**Extrait fourni**
Six projets ont finalement été retenus en janvier 2020 autour de 4 thèmes : l’alerte et l’information aux populations ; la remontée d’alerte par la population ; la gestion des mouvements de foule ; le contrôle et la surveillance de zones réservées.    

Sur la voie de la reconnaissance faciale 

Parmi les projets sélectionnés figure EASIMob. Le principe : un système d’identification combinant l’identification biométrique et un code barre 2D sur support physique ou smartphone. EASIMob « permettra l’accès différencié des individus à certaines zones réservées selon le niveau d’accréditation, et de détecter les individus non habilités à circuler dans ces zones ». Au cœur de cette solution : la reconnaissance faciale. 

Malgré plusieurs expérimentations menées en France et retoquées par la Commission nationale informatique et liberté (Cnil) cette technologie controversée, mais de moins en moins taboue, pourrait faire ses débuts aux JO 2024. 

Une technologie basée sur la reconnaissance faciale sera d’ailleurs testée pour la première fois aux JO de Tokyo au cours de l’été 2021. Prévue initialement à des fins sécuritaires, crise sanitaire oblige, elle permettra aussi de contrôler le port des masques de protection anti-COVID.

 Le village olympique pour les JO de Tokyo en 2021.

Des algorithmes pour analyser finement les comportements

Mouvements de foule, comportements anormaux dans une foule dense, détection de bagages abandonnés, déambulation suspecte d’individus… Les algorithmes du projet GIRAFE, lauréat de l’ANR, faciliteraient la supervision de publics regroupés à partir de l’analyse en temps réel de flux vidéo couvrant des zones publiques. Le but est de pouvoir détecter des situations à risque et remonter les alertes au plus vite.

Dans le même esprit, le projet MAASTeR (Mouvements de foule Anticipés et Ajustés à la Situation Terrain Réelle) propose la création d’un outil présenté comme « une aide à la décision à destination des forces de sécurité et opérateurs d’ERP (établissements recevant du public) ». Ainsi, des informations provenant de plusieurs sources (captations vidéo, objets connectés…) sur une situation de terrain sont intégrées à un simulateur. Celui-ci prédirait comment pourrait évoluer l’événement, afin d’anticiper les mouvements de foule. 

Prédiction et détection d’anomalies sont également au cœur du projet OKLOS. Dans ce cas, les algorithmes surentraînés seraient capables d’analyser des informations à partir de caméras visuelles et… thermiques ! Objectif : anticiper les comportements de groupe et les incidents dans les foules.

Le défi de la gestion de l’alerte précoce

Détection rapide puis alerte précoce : l’enjeu est majeur pour, dans le même temps, coordonner la réponse et prévenir les populations. Le projet Cap-4-Multi-Can-Alert  vise à développer une solution d’alerte multicanale innovante en combinant plusieurs technologies (ondes radio, téléphone pair-à-pair, etc.). Objectif : s’assurer de la continuité des alertes en cas de coupure électrique ou de réseau mobile saturé.

**Jeu de données**

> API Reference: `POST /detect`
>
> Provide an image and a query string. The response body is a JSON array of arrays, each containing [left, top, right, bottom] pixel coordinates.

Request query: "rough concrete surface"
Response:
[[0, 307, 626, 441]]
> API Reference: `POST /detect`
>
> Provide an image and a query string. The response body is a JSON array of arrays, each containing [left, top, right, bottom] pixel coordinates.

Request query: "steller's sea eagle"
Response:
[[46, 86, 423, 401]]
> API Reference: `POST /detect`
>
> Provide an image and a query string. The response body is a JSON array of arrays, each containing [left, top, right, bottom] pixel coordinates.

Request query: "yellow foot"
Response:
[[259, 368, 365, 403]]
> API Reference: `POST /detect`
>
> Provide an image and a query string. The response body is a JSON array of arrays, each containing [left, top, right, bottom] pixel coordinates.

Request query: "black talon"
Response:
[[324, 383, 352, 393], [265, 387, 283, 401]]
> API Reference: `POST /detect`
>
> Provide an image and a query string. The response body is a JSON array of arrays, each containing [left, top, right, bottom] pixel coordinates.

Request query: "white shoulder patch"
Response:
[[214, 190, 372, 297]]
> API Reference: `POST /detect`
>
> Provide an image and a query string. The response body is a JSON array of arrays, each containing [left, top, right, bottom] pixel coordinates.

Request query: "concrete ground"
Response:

**Travail demandé**
Recopiez sans la moindre modification le passage de l'extrait fourni qui va de « Dans le même esprit, le » à « dans les foules. ».

**Résultat**
Dans le même esprit, le projet MAASTeR (Mouvements de foule Anticipés et Ajustés à la Situation Terrain Réelle) propose la création d’un outil présenté comme « une aide à la décision à destination des forces de sécurité et opérateurs d’ERP (établissements recevant du public) ». Ainsi, des informations provenant de plusieurs sources (captations vidéo, objets connectés…) sur une situation de terrain sont intégrées à un simulateur. Celui-ci prédirait comment pourrait évoluer l’événement, afin d’anticiper les mouvements de foule. 

Prédiction et détection d’anomalies sont également au cœur du projet OKLOS. Dans ce cas, les algorithmes surentraînés seraient capables d’analyser des informations à partir de caméras visuelles et… thermiques ! Objectif : anticiper les comportements de groupe et les incidents dans les foules.